— begin Records provided —

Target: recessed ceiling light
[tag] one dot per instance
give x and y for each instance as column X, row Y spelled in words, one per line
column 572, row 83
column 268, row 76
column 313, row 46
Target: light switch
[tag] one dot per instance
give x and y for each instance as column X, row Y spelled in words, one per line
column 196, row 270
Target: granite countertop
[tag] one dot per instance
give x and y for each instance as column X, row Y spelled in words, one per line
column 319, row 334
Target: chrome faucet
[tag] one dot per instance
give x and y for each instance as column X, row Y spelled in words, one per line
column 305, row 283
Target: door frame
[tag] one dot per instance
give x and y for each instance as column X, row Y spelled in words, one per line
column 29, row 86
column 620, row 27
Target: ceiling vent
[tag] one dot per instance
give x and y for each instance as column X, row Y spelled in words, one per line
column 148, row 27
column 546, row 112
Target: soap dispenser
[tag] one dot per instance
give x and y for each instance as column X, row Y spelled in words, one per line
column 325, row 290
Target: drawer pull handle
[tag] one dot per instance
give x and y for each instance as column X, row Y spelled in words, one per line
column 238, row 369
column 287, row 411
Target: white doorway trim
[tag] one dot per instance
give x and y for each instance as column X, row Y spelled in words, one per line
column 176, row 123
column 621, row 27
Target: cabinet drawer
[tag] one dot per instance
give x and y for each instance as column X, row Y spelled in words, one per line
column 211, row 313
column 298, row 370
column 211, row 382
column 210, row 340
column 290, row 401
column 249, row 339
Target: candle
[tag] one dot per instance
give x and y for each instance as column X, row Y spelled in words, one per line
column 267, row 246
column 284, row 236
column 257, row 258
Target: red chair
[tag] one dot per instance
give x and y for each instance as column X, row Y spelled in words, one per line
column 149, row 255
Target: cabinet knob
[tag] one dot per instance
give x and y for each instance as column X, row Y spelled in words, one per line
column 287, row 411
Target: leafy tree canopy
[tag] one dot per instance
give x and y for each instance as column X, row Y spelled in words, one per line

— end Records provided —

- [Problem statement] Output the lines as a JSON list of strings, one string per line and blank lines left out, from the start of the records through the line containing "column 257, row 258", that line included.

- [Answer below]
[
  "Target: recessed ceiling light",
  "[tag] one dot per instance",
  "give x and y for each instance as column X, row Y spelled in words, one per line",
  "column 572, row 83",
  "column 268, row 76",
  "column 313, row 46",
  "Target: light switch",
  "[tag] one dot per instance",
  "give x and y for each instance as column X, row Y spelled in words, one per line",
  "column 196, row 270",
  "Target: granite countertop",
  "[tag] one dot per instance",
  "give x and y for each instance as column X, row Y spelled in words, one per line",
  "column 319, row 334",
  "Target: chrome faucet",
  "[tag] one dot per instance",
  "give x and y for each instance as column X, row Y spelled in words, one per line",
  "column 305, row 283",
  "Target: door frame",
  "[tag] one dot per instance",
  "give x and y for each instance as column X, row Y spelled in words, one per line",
  "column 29, row 86",
  "column 620, row 27",
  "Target: ceiling vent",
  "[tag] one dot per instance",
  "give x and y for each instance as column X, row Y spelled in words, one per line",
  "column 148, row 27",
  "column 546, row 112",
  "Target: soap dispenser",
  "[tag] one dot per instance",
  "give x and y for each instance as column X, row Y spelled in words, one per line",
  "column 325, row 290",
  "Target: drawer pull handle",
  "[tag] one dot per instance",
  "give x and y for each instance as column X, row Y spelled in words, one per line",
  "column 238, row 369",
  "column 287, row 411",
  "Target: white doorway trim",
  "[tag] one dot per instance",
  "give x and y for each instance as column X, row Y spelled in words, one per line",
  "column 176, row 123",
  "column 621, row 27",
  "Target: cabinet drawer",
  "[tag] one dot per instance",
  "give x and y for each instance as column X, row Y spelled in words, one per line",
  "column 211, row 313",
  "column 298, row 370",
  "column 211, row 382",
  "column 210, row 340",
  "column 290, row 401",
  "column 249, row 339",
  "Target: candle",
  "[tag] one dot per instance",
  "give x and y for each instance as column X, row Y spelled in words, one per line",
  "column 267, row 246",
  "column 284, row 236",
  "column 257, row 258"
]